[Region pointing data]

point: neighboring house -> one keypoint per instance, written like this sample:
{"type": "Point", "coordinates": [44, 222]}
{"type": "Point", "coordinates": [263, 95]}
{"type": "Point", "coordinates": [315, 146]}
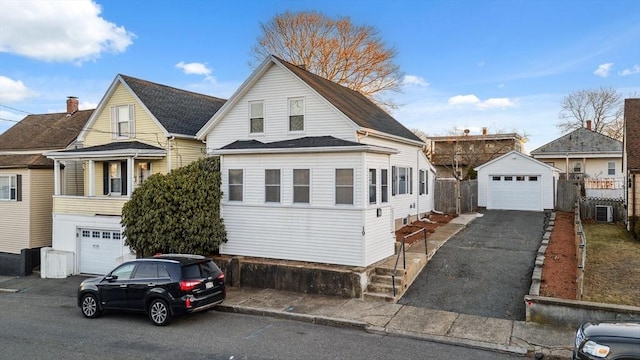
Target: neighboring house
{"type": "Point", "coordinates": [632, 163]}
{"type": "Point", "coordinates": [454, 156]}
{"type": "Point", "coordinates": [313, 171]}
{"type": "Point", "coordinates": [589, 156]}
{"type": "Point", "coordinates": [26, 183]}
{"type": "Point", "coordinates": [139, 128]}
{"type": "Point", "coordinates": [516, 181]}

### Task goal:
Copy out all the data above exactly as written. Skip the pictures.

### Solution for this task:
point: neighboring house -> one keypoint per instance, written like this sample:
{"type": "Point", "coordinates": [44, 222]}
{"type": "Point", "coordinates": [263, 95]}
{"type": "Point", "coordinates": [315, 146]}
Target: neighboring house
{"type": "Point", "coordinates": [632, 163]}
{"type": "Point", "coordinates": [454, 156]}
{"type": "Point", "coordinates": [313, 171]}
{"type": "Point", "coordinates": [589, 156]}
{"type": "Point", "coordinates": [26, 183]}
{"type": "Point", "coordinates": [139, 128]}
{"type": "Point", "coordinates": [516, 181]}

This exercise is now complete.